Records excerpted from a collection

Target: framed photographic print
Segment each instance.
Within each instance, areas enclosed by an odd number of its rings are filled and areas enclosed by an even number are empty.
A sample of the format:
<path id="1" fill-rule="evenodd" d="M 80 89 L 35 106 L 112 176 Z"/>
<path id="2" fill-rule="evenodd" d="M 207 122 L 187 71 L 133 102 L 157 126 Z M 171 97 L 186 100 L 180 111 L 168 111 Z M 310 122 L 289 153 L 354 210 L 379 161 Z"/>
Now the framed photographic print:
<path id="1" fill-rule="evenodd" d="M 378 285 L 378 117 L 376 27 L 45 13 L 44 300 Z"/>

■ **EXERCISE REQUIREMENTS**: Select each line of the rows above that contains the string "photographic". Case counts.

■ **FINAL RESULT**:
Target: framed photographic print
Now the framed photographic print:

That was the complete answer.